(Given passage)

Understanding rate limits
Third-party APIs enforce rate limits to protect their infrastructure. Common limit types:
- Requests per second (burst limit) — typically 1–10 requests per second
- Requests per minute — common for REST APIs
- Daily quotas — often used for expensive operations like LLM API calls
- Concurrent connection limits
Hitting a rate limit returns a 429 response. Hitting it repeatedly may result in temporary or permanent API key suspension.
The token bucket implementation
For controlling your own outbound request rate, implement a token bucket algorithm. Tokens represent the right to make one API request. Tokens are added to the bucket at the API's allowed rate. A request consumes one token. If the bucket is empty, the request waits.
This smooths request traffic and ensures you never exceed the API's limits, even during burst conditions.

(End Given passage)
(Supplied entries)

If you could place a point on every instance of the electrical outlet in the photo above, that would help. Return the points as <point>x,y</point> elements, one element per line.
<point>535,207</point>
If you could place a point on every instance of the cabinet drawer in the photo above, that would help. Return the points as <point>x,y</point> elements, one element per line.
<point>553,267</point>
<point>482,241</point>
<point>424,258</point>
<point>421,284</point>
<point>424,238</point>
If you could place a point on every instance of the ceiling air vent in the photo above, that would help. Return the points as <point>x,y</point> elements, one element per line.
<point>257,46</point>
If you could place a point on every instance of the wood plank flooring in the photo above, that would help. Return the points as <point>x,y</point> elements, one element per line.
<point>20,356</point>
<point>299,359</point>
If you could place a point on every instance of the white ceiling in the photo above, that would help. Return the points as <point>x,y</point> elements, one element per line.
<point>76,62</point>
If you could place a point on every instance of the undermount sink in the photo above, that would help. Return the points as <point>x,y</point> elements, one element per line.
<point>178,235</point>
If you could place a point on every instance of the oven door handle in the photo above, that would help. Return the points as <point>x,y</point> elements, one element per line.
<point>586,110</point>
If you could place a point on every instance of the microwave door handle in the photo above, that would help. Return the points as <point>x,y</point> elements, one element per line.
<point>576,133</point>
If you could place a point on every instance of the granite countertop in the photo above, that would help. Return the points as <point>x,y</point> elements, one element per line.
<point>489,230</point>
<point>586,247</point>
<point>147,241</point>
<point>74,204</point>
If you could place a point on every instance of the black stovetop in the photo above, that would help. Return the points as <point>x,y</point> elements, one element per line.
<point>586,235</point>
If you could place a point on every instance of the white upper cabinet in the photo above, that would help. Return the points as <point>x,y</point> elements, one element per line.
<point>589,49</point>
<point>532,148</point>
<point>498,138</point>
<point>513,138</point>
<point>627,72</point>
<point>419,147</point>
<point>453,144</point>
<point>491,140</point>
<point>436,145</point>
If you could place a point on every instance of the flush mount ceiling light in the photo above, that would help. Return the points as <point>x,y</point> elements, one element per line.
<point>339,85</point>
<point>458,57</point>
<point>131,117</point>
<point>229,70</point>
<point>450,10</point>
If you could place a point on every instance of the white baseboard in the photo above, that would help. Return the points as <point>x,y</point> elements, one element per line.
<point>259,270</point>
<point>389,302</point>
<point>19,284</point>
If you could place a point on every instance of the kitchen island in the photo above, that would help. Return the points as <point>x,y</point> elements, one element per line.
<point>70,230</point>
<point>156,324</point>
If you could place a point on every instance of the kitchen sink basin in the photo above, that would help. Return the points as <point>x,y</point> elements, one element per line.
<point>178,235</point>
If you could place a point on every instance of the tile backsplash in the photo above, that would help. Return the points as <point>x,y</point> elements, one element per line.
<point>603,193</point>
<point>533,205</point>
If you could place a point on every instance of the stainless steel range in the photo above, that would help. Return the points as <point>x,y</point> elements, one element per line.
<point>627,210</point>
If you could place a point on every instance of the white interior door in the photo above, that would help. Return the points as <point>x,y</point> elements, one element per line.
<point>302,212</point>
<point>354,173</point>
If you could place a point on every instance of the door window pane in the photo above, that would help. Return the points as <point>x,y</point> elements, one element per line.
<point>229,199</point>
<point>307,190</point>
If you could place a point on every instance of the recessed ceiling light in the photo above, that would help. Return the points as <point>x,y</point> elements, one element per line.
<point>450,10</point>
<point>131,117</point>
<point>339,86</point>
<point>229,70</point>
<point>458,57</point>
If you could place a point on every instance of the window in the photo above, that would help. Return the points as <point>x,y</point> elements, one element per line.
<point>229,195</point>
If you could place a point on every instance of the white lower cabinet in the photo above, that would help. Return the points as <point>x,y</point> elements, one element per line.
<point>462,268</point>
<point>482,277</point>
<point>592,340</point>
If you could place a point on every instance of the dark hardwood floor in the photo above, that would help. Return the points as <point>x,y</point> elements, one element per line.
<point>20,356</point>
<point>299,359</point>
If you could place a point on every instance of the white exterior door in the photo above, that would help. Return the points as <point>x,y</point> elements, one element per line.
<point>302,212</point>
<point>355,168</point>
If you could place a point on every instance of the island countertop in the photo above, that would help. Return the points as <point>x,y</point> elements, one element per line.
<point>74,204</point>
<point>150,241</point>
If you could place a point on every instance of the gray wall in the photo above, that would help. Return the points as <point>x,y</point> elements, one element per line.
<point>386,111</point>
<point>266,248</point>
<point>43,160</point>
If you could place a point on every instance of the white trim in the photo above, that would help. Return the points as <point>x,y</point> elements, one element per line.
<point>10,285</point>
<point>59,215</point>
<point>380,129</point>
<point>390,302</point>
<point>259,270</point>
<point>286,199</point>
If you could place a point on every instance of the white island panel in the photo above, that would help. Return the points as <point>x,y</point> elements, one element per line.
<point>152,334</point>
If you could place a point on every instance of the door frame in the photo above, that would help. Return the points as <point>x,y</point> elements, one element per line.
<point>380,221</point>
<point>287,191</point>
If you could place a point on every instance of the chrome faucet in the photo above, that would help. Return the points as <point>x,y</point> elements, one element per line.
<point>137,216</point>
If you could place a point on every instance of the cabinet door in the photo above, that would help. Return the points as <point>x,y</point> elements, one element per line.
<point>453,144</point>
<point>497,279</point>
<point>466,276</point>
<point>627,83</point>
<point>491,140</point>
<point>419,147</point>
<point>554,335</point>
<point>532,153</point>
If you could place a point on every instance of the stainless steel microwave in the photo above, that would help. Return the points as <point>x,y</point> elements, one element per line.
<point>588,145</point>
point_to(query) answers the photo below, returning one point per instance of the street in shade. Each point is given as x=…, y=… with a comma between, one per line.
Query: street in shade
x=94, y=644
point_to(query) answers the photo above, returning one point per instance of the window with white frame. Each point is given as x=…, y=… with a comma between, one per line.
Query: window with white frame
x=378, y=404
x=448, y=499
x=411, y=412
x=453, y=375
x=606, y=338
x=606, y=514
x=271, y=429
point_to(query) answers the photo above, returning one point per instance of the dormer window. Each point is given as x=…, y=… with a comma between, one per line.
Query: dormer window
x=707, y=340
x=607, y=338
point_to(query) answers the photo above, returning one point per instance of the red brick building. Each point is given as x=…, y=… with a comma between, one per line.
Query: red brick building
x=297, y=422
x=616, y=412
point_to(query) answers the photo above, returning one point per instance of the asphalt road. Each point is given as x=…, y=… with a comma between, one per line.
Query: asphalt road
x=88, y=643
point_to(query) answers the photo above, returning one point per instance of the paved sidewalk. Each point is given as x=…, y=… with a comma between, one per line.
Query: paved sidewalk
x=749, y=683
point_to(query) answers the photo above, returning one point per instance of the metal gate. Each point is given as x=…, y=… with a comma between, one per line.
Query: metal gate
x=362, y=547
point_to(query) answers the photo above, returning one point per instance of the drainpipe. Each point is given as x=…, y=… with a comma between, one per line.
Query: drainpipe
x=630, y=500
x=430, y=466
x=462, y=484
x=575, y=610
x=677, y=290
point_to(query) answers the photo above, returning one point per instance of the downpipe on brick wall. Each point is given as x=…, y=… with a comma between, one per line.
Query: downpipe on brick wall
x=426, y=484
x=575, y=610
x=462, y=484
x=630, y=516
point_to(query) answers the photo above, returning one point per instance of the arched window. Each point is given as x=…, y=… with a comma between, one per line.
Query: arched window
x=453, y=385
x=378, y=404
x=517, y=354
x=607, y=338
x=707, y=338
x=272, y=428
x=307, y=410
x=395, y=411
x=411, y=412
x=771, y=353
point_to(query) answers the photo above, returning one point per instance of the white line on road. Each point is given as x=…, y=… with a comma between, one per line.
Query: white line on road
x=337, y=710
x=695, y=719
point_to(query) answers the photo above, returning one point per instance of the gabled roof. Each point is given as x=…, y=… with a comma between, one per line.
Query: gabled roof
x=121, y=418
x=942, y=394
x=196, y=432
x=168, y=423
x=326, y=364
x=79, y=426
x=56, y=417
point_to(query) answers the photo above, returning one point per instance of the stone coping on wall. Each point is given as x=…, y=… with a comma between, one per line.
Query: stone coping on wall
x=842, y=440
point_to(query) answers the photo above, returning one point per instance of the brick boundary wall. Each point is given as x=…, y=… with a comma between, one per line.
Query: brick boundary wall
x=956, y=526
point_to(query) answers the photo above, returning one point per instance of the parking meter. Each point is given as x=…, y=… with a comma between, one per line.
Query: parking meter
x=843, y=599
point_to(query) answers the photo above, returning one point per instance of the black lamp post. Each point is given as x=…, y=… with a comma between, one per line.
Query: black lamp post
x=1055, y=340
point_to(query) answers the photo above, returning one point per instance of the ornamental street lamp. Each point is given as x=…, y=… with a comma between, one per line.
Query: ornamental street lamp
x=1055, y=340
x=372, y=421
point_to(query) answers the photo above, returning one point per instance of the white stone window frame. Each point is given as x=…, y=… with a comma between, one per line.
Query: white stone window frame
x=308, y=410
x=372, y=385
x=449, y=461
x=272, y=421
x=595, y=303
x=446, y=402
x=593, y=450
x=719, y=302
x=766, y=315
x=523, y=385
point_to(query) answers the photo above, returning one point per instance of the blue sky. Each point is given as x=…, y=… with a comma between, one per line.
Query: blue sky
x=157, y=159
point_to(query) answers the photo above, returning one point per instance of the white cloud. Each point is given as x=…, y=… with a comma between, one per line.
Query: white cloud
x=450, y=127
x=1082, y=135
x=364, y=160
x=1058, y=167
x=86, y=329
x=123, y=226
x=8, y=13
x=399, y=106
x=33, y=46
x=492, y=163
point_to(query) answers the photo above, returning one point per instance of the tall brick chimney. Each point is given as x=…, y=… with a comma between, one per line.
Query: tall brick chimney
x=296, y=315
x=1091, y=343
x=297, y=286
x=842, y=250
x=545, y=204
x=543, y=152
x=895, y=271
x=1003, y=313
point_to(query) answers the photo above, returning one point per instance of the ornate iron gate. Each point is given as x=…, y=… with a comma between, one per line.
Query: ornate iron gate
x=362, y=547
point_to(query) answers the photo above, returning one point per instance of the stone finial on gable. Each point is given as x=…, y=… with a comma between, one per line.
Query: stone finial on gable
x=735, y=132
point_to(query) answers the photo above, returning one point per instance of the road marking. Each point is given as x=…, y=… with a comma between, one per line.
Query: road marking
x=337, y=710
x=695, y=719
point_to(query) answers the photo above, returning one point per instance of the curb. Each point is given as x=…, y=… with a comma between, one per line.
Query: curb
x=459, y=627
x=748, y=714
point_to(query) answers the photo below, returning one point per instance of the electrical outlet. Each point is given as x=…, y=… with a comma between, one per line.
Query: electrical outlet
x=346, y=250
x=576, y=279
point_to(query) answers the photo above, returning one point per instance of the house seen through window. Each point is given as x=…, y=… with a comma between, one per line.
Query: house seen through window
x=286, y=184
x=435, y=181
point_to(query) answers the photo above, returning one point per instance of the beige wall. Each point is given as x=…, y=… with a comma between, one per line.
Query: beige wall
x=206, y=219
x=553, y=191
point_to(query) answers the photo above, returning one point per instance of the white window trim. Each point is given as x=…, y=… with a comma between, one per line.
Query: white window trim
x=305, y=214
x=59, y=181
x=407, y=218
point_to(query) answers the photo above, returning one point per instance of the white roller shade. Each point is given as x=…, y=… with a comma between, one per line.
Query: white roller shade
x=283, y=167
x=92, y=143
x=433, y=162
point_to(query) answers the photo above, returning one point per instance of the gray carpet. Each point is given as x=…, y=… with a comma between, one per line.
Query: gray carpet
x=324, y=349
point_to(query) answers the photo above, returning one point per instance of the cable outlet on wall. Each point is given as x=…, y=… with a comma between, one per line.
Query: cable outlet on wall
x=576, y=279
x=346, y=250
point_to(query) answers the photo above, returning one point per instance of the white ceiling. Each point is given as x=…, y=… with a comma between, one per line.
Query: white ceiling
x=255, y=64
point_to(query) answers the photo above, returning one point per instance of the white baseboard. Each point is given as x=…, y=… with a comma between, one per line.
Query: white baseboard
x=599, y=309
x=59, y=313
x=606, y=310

(End Supplied entries)

§ **What you will do**
Continue the passage on API rate limits and the token bucket algorithm from its final sentence onward.

§ **Result of the task**
Handling 429 responses
When you receive a 429:
1. Check for a Retry-After header — this tells you exactly how long to wait 2. If no Retry-After is present, wait with exponential backoff (start at 1 second, double each retry) 3. Add jitter (a small random delay) to prevent retry storms when multiple workers hit the limit simultaneously
Queuing for high-volume workloads
For workloads that need to make thousands of API calls (bulk data sync, report generation, notification delivery), use a job queue with concurrency limits rather than making all calls in parallel. A queue gives you:
- Control over the request rate
- Automatic retry on failure
- Visibility into backlog and processing rate
- Graceful handling of API downtime
Caching to reduce API calls
Cache API responses where the data does not change frequently. A company's address from a data enrichment API, a user's account status from a CRM, or a product's price from a catalogue API — these do not change on every request. Even a 5-minute TTL cache can dramatically reduce API call volume for high-traffic integrations.